Saat Perbedaan Menjadi Jurang: Menemukan Jalan Pulang Menuju Persaudaraan

Oleh: Munawir Kamaluddin, Dosen UIN Alauddin Makassar
ASKARA - Di tengah gegap gempita kehidupan modern, ketika suara-suara nyaring saling bersahutan, ketika pendapat bertarung di atas layar-layar dingin dan jemari-jemari saling menggugurkan kata, kita mulai merindukan keheningan yang damai.
Kita rindu pada peluk yang tak menghakimi, pada tatap yang tak mencurigai, pada ruang yang memberi kita hak untuk berbeda tanpa harus merasa terasing.
Hari-hari ini, perbedaan yang dulu adalah anugerah kini berubah rupa menjadi jurang yang menakutkan. Saudara jadi jauh karena beda warna pilihan.
Sahabat jadi asing karena beda pendapat dalam perkara furu’. Keluarga jadi kaku karena percakapan-percakapan kecil berubah jadi perdebatan panjang yang tak perlu.
Kita pun mulai bertanya dalam diam: di manakah letak indahnya ukhuwah yang dulu begitu kita banggakan?
Padahal Islam, sejak embun pertama wahyu turun di Gua Hira, telah mengajarkan cinta dalam keberagaman, kasih dalam perbedaan, dan damai dalam setiap simpang jalan kehidupan.
Islam tak pernah meminta kita menjadi seragam, tapi menyerukan agar kita saling menyayangi di tengah ketidaksamaan.

* * * * * * *

**Daftar Tugas**
1) Menurut tulisan tentang persaudaraan di atas, hubungan apa saja yang berubah karena perbedaan, dan menjadi seperti apa masing-masing?
2) Bisakah Anda meneruskan tulisan tentang persaudaraan di atas, dimulai setelah kalimat terakhirnya?

**Materi yang Diberikan**

* * * * * * *

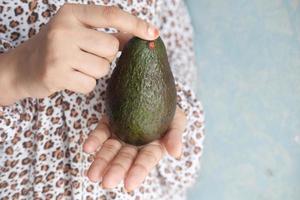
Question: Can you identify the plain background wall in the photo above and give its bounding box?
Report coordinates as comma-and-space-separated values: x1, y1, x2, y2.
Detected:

* * * * * * *

**Jawaban Berurutan**
1) Saudara menjadi jauh, sahabat menjadi asing, dan keluarga menjadi kaku.

2)
Lihatlah pelangi yang mempesona justru karena warnanya tak serupa. Lihatlah bait-bait puisi yang hidup karena tak semua katanya berulang.
Maka marilah kita sejenak menarik napas panjang, melepas segala prasangka, dan membuka kembali lembaran hati yang mungkin mulai berdebu.
Mari kita berjalan bersama dalam tulisan ini, menyelami hikmah dari kedalaman kalbu dan beningnya nurani, tentang bagaimana menyikapi perbedaan dengan cinta, dengan adab, dengan bijak.
Sebab di balik setiap perbedaan, tersimpan peluang untuk saling mengenal, saling belajar, dan saling memanusiakan.
Tulisan ini bukan sekadar ajakan, tapi pelukan bagi siapa saja yang lelah bertikai, yang letih menjadi hakim atas sesama, dan yang rindu damai dalam pelukan ukhuwah.
Ini adalah bisikan lembut dari iman yang mengajak kita kembali pada fitrah: bahwa perbedaan bukan musuh, tapi taman yang akan mekar indah jika kita rawat dengan kasih.
Mari, izinkan hati Anda menyimak dengan rasa, dan biarkan akal Anda mencerna dengan damai.
Karena sesungguhnya, kebenaran yang indah adalah kebenaran yang membawa tenang,
bukan kegaduhan ataupun ketegangan.
*Menyikapi Perbedaan dengan Bijak: Menjaga Persaudaraan Umat di Tengah Riuhnya Perbedaan*
Dalam suasana kehidupan berbangsa dan beragama yang semakin dinamis, kita tidak bisa menutup mata bahwa perbedaan pandangan, baik dalam agama, pilihan politik, maupun cara hidup, semakin mencolok di tengah masyarakat. Media sosial, grup WhatsApp keluarga, bahkan obrolan warung kopi tak jarang menjadi arena debat panas yang kadang berujung saling menjatuhkan.
Sayangnya, perbedaan yang seharusnya menjadi kekayaan justru berubah menjadi jurang pemisah yang menimbulkan rasa curiga, saling menyalahkan, hingga permusuhan.
Umat Islam pun kadang terjebak dalam konflik internal yang sebenarnya bisa disikapi dengan lebih arif.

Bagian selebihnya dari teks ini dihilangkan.